» Çıkarılan Metin:
────────

MakalelerMedeniyetimiz

Hıristiyan Aleminde Türk Hilalleri

Fordingbridge:

İ

ngiltere’nin Hamphire bölgesinde orman içerisinde bir kasaba. Yıl 1868. kasaba halkı ilk defa bir futbol takımı kuruyor; ancak bu takıma bir isim gerekmekte. Aynı tarihlerde Gazi Osman Paşa komutasındaki Osmanlı Ordusu Plevne’de yaptığı muhteşem savunma dilden dile dolaşmaktadır.  Plevne savunması dünyanın birçok yerinde olduğu gibi Fordingbridge kasabasında da merak ve heyecanla takip edilmektedir. Fordingbridge futbol takımının rakipleri arasında ortaya koyduğu savunma ağırlıklı futbol, Osmanlı Ordusunun dünya tarihine geçen “Plevne Savunması”na benzetildiği için taraftarlar takımlarına “ Come On Turks” (haydi Türkler) ve “ Live long Turks” ( çok yaşayın Türkler) tezahuratları ile destek verince takımın adı da kendiliğinden ortaya çıkıyor…. Bütün futbolcuları İngiliz olan takımın adı da “Fordingbridge Turks” oluyor.

Türklerden habersiz Türk adını alan ve “Türk bayrağını” takımının adı yapan 142 yıllık “Fordingbridge Turks” kulübü her yıl kuruluş yıl dönümünü törenlerle kutluyor. Ay- yıldızlı Türk bayrağı bu İngiliz kasabasında elden ele dolaşıyor. Ve her hafta sonu yapılan maçlarda taraftarlar yine 142 yıl öncesindeki gibi “ Haydi Türkler”, “ Savulun Türkler geliyor” tezahuratı ile takımlarına destek vermeye devam ediyor.

Faymonville: 

Belçika’nın Almanya sınırına yakın Arden dağları civarında Valonya bölgesinde bir köy… Dağ yolu ile bu köye giderken yol ağzında üç bayrak görülüyor: Belçika, Valonya ve Türk bayrakları…

Köyün merkezinde bir kütüphane var. Kütüphane girişindeki mermer plaka üzerinde de Türk bayrağı mevcut. Bu köyde Türklere özel bir ilgi var. Köyün halkı aslında Türk olmadıkları halde asırlardır kendilerini “Türk” kabul edip, Türkler gibi giyiniyor, Türkler gibi yaşıyorlar. Hatta kurdukları futbol takımlarının adları bile Türk. Peki bu aidiyet duygusunun sebebi ne? Rivayete göre bu köyün sakinleri 17. ve 18. asırlarda Türklere karşı toplanan haçlı ordusuna asker vermeyi kabul etmemişler. Bunun üzerine çevredekiler onları “Türklerin dostu ve Hıristiyanların düşmanı” olarak bellemişler. Hoş, köylüler bu benzetmeden hiç de kocunmamış.

────────

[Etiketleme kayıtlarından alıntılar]
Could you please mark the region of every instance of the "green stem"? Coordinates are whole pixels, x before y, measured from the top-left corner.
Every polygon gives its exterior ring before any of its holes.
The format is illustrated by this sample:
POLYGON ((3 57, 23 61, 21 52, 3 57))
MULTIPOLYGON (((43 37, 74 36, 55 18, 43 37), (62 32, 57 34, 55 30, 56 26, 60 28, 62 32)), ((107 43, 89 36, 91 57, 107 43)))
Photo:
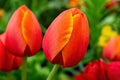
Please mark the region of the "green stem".
POLYGON ((52 80, 54 75, 57 73, 58 69, 60 68, 60 65, 55 64, 52 71, 50 72, 50 74, 47 77, 47 80, 52 80))
POLYGON ((12 80, 11 72, 8 72, 7 75, 8 75, 8 80, 12 80))
POLYGON ((22 64, 22 80, 27 80, 26 76, 26 69, 27 69, 27 57, 23 57, 23 64, 22 64))

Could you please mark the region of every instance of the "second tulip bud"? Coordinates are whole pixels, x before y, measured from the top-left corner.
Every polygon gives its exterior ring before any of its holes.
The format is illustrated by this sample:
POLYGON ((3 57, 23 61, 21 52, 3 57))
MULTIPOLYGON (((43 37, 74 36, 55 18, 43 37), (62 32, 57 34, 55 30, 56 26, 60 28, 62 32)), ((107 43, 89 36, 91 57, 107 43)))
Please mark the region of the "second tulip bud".
POLYGON ((40 25, 26 6, 18 8, 7 26, 6 47, 17 56, 32 56, 36 54, 42 42, 40 25))
POLYGON ((89 26, 77 8, 62 12, 49 26, 43 39, 43 51, 53 64, 71 67, 84 57, 89 42, 89 26))

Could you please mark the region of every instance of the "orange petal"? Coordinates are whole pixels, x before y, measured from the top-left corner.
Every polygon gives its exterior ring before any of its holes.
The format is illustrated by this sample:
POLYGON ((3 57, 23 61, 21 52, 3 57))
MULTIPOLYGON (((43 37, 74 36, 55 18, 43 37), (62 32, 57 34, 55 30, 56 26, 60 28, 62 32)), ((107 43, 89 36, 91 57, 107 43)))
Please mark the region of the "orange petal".
POLYGON ((36 17, 30 10, 24 13, 22 20, 22 35, 31 50, 31 54, 28 53, 25 55, 30 56, 37 53, 41 47, 42 32, 36 17))
POLYGON ((24 50, 27 45, 21 32, 22 18, 24 16, 23 11, 25 9, 27 8, 22 6, 14 12, 6 30, 5 45, 11 52, 18 56, 24 55, 24 50))
POLYGON ((63 66, 74 66, 84 57, 89 42, 89 26, 86 16, 77 9, 71 9, 74 28, 69 42, 62 51, 63 66))
POLYGON ((16 57, 8 52, 8 50, 4 46, 4 37, 5 33, 0 35, 0 71, 9 72, 21 66, 22 58, 16 57), (16 58, 19 58, 19 60, 16 58), (15 64, 14 62, 17 63, 15 64))
MULTIPOLYGON (((72 13, 62 12, 49 26, 43 39, 43 50, 47 59, 52 62, 65 47, 73 30, 72 13)), ((59 63, 61 64, 61 63, 59 63)))

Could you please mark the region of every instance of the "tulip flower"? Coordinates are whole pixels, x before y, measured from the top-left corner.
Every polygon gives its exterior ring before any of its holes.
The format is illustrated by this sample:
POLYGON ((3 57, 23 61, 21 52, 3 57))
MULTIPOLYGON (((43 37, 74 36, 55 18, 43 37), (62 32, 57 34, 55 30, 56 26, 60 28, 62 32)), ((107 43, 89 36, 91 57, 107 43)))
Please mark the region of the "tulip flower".
POLYGON ((89 63, 82 74, 74 80, 119 80, 120 62, 104 63, 103 60, 89 63))
POLYGON ((25 5, 18 8, 9 20, 5 45, 16 56, 32 56, 41 47, 40 25, 25 5))
POLYGON ((0 35, 0 71, 9 72, 18 69, 22 64, 22 58, 14 56, 5 48, 5 33, 0 35))
POLYGON ((120 60, 120 36, 111 38, 103 50, 103 56, 109 60, 120 60))
POLYGON ((43 51, 48 61, 71 67, 84 57, 89 42, 89 26, 84 13, 77 8, 63 11, 48 27, 43 51))

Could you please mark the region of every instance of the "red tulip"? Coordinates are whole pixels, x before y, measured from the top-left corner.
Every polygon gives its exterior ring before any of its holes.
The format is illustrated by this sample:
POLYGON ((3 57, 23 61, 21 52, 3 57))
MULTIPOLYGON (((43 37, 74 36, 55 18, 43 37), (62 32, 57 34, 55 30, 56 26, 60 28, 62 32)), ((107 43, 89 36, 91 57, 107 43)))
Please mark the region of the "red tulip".
POLYGON ((26 6, 18 8, 7 25, 6 47, 17 56, 32 56, 41 47, 42 32, 39 23, 26 6))
POLYGON ((0 35, 0 71, 9 72, 18 69, 22 64, 22 58, 12 55, 5 48, 5 34, 0 35))
POLYGON ((120 60, 120 36, 113 37, 108 41, 103 50, 103 56, 109 60, 120 60))
POLYGON ((102 60, 89 63, 82 74, 74 80, 120 80, 120 62, 104 63, 102 60))
POLYGON ((53 64, 71 67, 84 57, 89 42, 88 21, 77 8, 62 12, 48 27, 43 51, 53 64))

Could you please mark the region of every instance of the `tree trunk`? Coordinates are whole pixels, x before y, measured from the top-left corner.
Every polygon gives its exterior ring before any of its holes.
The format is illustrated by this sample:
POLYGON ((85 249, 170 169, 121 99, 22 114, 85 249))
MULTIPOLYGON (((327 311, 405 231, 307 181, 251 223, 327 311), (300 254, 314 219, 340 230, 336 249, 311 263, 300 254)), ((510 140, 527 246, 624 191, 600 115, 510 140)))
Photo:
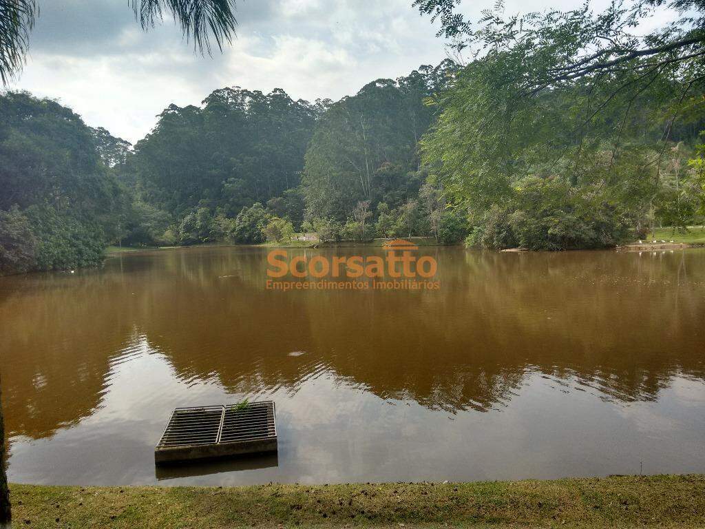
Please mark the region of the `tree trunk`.
POLYGON ((2 388, 0 384, 0 528, 10 526, 10 490, 5 472, 5 423, 2 414, 2 388))

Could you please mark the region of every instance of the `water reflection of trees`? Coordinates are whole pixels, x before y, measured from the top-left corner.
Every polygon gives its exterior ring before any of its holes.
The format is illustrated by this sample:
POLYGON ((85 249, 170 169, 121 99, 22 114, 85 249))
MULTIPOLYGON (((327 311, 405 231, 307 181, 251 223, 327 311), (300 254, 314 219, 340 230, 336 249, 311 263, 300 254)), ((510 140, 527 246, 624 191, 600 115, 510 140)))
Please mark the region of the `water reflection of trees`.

────────

» Yapılacaklar Listesi:
(1) Çıkarılan metnin "Belçika’nın Almanya sınırına" ifadesinden başlayıp "hiç de kocunmamış." ifadesine kadar, bu ifade de dahil olmak üzere, olan bölümünü harfi harfine aktarınız.
(2) Hıristiyan âlemindeki Türk hilalleri konulu metni iki cümleyle özetleyiniz.

» Verilen Yanıtlar:
(1)
Belçika’nın Almanya sınırına yakın Arden dağları civarında Valonya bölgesinde bir köy… Dağ yolu ile bu köye giderken yol ağzında üç bayrak görülüyor: Belçika, Valonya ve Türk bayrakları…

Köyün merkezinde bir kütüphane var. Kütüphane girişindeki mermer plaka üzerinde de Türk bayrağı mevcut. Bu köyde Türklere özel bir ilgi var. Köyün halkı aslında Türk olmadıkları halde asırlardır kendilerini “Türk” kabul edip, Türkler gibi giyiniyor, Türkler gibi yaşıyorlar. Hatta kurdukları futbol takımlarının adları bile Türk. Peki bu aidiyet duygusunun sebebi ne? Rivayete göre bu köyün sakinleri 17. ve 18. asırlarda Türklere karşı toplanan haçlı ordusuna asker vermeyi kabul etmemişler. Bunun üzerine çevredekiler onları “Türklerin dostu ve Hıristiyanların düşmanı” olarak bellemişler. Hoş, köylüler bu benzetmeden hiç de kocunmamış.

(2) İngiltere'deki Fordingbridge kasabasında kurulan futbol takımı, savunma ağırlıklı oyunu Osmanlı Ordusunun Plevne Savunması'na benzetildiği için "Fordingbridge Turks" adını almıştır ve taraftarları takımı hâlâ "Haydi Türkler" tezahüratıyla desteklemektedir. Belçika'daki Faymonville köyünün halkı ise Türk olmadığı halde asırlardır kendini Türk kabul etmektedir; rivayete göre köy, Türklere karşı toplanan haçlı ordusuna asker vermeyi reddettiği için "Türklerin dostu" olarak bellenmiştir.